# JOB
Reproduce, character for character, the part of the entries that opens with the line containing "wall for our possession-tracking pipeline." and closes with the final line of the entries.

::::

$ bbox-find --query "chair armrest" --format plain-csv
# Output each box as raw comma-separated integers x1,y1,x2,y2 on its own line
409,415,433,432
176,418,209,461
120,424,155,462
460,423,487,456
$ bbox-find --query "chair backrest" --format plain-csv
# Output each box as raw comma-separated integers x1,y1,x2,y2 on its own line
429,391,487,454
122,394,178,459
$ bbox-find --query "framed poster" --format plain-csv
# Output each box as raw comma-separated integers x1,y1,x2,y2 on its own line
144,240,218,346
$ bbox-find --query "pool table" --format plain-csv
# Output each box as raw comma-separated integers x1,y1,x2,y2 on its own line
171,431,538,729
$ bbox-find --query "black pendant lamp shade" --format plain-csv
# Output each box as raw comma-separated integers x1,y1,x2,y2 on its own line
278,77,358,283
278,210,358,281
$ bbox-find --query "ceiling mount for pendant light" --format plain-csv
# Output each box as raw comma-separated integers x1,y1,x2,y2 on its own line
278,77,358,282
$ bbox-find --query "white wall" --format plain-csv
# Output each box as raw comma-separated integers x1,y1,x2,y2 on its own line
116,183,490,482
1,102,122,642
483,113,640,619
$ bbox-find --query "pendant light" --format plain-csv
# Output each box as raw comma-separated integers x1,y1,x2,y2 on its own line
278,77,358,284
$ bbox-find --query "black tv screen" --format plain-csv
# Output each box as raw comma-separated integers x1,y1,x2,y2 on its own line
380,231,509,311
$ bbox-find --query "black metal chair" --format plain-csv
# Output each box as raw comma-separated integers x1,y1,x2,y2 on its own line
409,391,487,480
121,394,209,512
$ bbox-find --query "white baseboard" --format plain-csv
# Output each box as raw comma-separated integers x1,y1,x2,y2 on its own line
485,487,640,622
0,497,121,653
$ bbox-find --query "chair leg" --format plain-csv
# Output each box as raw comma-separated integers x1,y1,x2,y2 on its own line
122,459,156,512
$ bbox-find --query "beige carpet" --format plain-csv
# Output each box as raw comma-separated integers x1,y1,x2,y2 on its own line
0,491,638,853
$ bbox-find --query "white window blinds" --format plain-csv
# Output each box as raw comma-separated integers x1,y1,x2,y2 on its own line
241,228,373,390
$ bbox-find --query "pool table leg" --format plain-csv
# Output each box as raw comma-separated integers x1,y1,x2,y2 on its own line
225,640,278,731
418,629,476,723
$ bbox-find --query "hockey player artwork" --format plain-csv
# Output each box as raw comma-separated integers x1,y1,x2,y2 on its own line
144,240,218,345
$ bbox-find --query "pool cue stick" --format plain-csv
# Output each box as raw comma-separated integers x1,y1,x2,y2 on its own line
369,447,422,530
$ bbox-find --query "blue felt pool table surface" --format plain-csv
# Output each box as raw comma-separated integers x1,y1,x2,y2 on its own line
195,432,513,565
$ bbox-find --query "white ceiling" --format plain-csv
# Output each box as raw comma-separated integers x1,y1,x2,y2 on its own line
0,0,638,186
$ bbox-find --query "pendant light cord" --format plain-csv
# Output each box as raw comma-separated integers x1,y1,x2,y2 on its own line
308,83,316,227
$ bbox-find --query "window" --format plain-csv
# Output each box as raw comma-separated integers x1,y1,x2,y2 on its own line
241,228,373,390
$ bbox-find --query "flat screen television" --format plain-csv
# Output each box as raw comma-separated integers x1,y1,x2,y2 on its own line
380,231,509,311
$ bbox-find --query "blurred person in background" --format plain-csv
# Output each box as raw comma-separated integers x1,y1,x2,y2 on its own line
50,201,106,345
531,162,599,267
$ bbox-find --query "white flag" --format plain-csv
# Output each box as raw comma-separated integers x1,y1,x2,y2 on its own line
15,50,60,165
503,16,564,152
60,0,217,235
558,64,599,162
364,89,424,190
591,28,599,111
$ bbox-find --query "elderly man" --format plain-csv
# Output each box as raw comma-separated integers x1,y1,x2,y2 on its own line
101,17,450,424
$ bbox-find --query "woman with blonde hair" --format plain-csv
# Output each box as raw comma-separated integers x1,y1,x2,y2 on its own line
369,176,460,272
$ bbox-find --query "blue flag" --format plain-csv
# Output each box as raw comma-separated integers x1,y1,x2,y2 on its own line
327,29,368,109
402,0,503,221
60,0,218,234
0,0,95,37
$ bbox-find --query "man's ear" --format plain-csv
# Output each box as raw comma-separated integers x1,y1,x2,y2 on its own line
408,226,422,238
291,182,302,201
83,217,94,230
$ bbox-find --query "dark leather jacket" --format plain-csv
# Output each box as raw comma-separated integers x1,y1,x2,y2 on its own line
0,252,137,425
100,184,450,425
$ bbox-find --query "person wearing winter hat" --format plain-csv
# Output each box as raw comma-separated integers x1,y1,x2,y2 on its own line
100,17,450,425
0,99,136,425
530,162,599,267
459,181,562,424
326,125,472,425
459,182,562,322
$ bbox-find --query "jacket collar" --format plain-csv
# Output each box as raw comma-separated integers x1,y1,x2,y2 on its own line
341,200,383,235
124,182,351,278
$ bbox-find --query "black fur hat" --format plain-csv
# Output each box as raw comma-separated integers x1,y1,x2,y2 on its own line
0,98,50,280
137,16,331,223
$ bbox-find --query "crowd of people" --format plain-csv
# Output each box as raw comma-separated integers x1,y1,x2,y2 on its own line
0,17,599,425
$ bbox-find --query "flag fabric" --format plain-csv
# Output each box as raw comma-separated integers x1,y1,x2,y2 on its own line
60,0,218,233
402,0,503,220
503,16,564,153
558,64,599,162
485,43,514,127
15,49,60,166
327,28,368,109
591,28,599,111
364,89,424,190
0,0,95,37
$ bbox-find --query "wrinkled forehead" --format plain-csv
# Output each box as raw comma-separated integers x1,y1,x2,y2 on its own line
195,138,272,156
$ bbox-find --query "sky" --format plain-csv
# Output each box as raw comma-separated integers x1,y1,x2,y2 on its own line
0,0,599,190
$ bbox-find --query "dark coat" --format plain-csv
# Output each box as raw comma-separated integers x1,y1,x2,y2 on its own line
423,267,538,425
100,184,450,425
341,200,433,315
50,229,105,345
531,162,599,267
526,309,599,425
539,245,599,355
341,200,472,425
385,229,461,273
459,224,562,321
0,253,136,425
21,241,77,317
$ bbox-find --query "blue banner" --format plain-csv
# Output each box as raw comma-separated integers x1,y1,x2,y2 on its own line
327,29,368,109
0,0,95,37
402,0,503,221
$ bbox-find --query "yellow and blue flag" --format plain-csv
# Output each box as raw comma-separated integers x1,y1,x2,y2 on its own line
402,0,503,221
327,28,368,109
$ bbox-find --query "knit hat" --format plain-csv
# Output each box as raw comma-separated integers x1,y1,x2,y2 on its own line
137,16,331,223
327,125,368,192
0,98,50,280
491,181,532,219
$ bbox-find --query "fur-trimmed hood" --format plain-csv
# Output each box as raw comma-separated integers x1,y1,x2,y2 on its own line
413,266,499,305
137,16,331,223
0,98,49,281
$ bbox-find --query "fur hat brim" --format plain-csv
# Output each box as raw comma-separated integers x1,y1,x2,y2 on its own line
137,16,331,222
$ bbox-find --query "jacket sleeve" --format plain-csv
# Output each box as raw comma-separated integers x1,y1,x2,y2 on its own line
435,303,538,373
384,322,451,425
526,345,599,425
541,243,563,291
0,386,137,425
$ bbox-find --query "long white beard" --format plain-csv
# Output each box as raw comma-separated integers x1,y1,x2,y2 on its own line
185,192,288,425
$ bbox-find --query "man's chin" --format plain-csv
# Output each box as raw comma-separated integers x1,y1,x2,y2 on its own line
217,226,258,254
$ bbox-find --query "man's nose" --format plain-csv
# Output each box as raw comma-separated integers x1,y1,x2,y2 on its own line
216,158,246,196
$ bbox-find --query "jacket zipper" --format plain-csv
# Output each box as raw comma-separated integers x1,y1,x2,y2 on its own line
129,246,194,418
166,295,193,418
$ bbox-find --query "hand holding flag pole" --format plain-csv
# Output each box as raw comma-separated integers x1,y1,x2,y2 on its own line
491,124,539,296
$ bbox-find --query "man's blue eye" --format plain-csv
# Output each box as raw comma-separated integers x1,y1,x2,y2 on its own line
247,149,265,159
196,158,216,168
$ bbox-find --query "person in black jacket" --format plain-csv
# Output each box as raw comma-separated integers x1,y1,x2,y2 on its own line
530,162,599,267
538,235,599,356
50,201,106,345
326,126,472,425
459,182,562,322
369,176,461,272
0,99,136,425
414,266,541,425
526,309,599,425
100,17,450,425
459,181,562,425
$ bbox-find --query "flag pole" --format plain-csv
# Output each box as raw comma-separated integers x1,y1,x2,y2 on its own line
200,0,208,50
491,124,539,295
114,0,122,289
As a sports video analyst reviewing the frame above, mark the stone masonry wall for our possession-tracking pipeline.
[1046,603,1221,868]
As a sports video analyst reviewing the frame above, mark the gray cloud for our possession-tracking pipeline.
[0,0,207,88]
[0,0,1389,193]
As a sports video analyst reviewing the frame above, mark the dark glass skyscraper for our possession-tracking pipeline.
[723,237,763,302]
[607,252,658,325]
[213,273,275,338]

::::

# FULL RESPONSE
As a sports video analyst reviewing the frame above, mark the stone masonry wall for our possession-tracking pipeline.
[1046,603,1221,868]
As a sports video analyst reviewing the frame above, mark the gray cloud for our possession-tracking pipeline.
[0,0,207,88]
[0,0,1389,193]
As a sports video analyst reviewing the frame above, mark the dark glass skyscraper for our possession-tracking pipeline.
[723,237,763,302]
[607,252,658,325]
[213,273,275,338]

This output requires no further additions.